(Extracted rows)

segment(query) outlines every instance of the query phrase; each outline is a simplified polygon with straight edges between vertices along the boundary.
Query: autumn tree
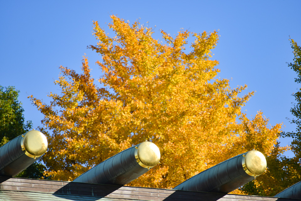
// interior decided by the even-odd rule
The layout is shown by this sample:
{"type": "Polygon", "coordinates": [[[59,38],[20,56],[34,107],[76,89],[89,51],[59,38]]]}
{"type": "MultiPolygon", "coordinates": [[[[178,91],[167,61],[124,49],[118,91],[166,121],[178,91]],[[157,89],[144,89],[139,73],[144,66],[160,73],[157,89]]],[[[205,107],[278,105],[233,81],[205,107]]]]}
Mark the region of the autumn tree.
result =
{"type": "Polygon", "coordinates": [[[172,188],[252,149],[271,154],[281,126],[268,128],[261,112],[248,119],[241,108],[253,93],[241,95],[246,85],[231,89],[217,78],[218,62],[211,59],[216,31],[172,37],[161,31],[159,42],[139,22],[111,17],[115,35],[94,22],[98,42],[89,46],[102,57],[99,84],[84,57],[81,73],[60,67],[55,83],[61,92],[50,92],[50,104],[30,97],[51,139],[43,158],[47,175],[72,180],[146,139],[159,147],[161,163],[130,185],[172,188]]]}
{"type": "MultiPolygon", "coordinates": [[[[288,67],[295,72],[297,78],[295,81],[301,83],[301,47],[293,39],[290,39],[294,54],[293,63],[288,63],[288,67]]],[[[283,132],[283,137],[291,137],[293,139],[291,145],[291,150],[294,154],[292,158],[281,154],[284,150],[280,147],[279,143],[275,145],[272,154],[267,157],[268,167],[266,174],[245,185],[241,189],[249,194],[273,196],[288,187],[301,181],[301,91],[293,95],[296,103],[290,111],[294,117],[290,122],[295,124],[296,132],[283,132]],[[268,188],[267,187],[268,186],[268,188]]]]}
{"type": "MultiPolygon", "coordinates": [[[[31,121],[25,122],[22,103],[18,100],[20,91],[14,87],[0,85],[0,146],[31,129],[31,121]]],[[[45,166],[36,162],[16,176],[39,179],[45,166]]]]}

### Set problem:
Can you repeat every row above word for word, leaving out the pictures?

### Response for this exercise:
segment(query) outlines every instance of the query phrase; each outline is a simplified polygon with straight edges between vertices along the boundary.
Query: autumn tree
// interior decided by the even-odd rule
The layout is shown by this sample:
{"type": "Polygon", "coordinates": [[[59,38],[20,56],[34,107],[76,89],[89,51],[59,38]]]}
{"type": "MultiPolygon", "coordinates": [[[[178,91],[167,61],[124,49],[118,91],[166,121],[178,91]],[[157,89],[144,89],[139,73],[144,66],[160,73],[157,89]]],[[[205,107],[278,105],[233,81],[205,107]]]]}
Mark the region of the autumn tree.
result =
{"type": "Polygon", "coordinates": [[[172,188],[252,149],[271,154],[281,126],[268,128],[261,112],[248,119],[241,108],[253,93],[241,95],[246,85],[231,89],[217,78],[218,62],[211,59],[216,31],[172,37],[161,31],[159,42],[139,22],[111,17],[115,35],[94,22],[98,42],[89,46],[102,57],[99,84],[84,57],[81,73],[60,67],[55,83],[61,92],[50,92],[50,104],[30,97],[51,139],[43,158],[47,175],[72,180],[146,139],[159,147],[161,163],[130,185],[172,188]]]}
{"type": "MultiPolygon", "coordinates": [[[[288,67],[295,72],[297,78],[295,81],[301,83],[301,47],[293,39],[290,39],[294,54],[293,63],[288,63],[288,67]]],[[[283,132],[283,137],[291,137],[293,139],[291,145],[291,150],[294,154],[292,158],[281,154],[284,150],[280,147],[279,143],[275,145],[272,154],[267,157],[268,167],[266,174],[245,185],[241,189],[249,194],[273,196],[288,187],[301,181],[301,91],[293,95],[296,103],[290,111],[294,117],[290,122],[295,124],[296,132],[283,132]],[[268,188],[267,187],[268,186],[268,188]]]]}
{"type": "MultiPolygon", "coordinates": [[[[31,121],[25,122],[22,103],[18,100],[20,91],[14,87],[0,85],[0,146],[31,129],[31,121]]],[[[45,166],[36,162],[16,176],[39,179],[45,166]]]]}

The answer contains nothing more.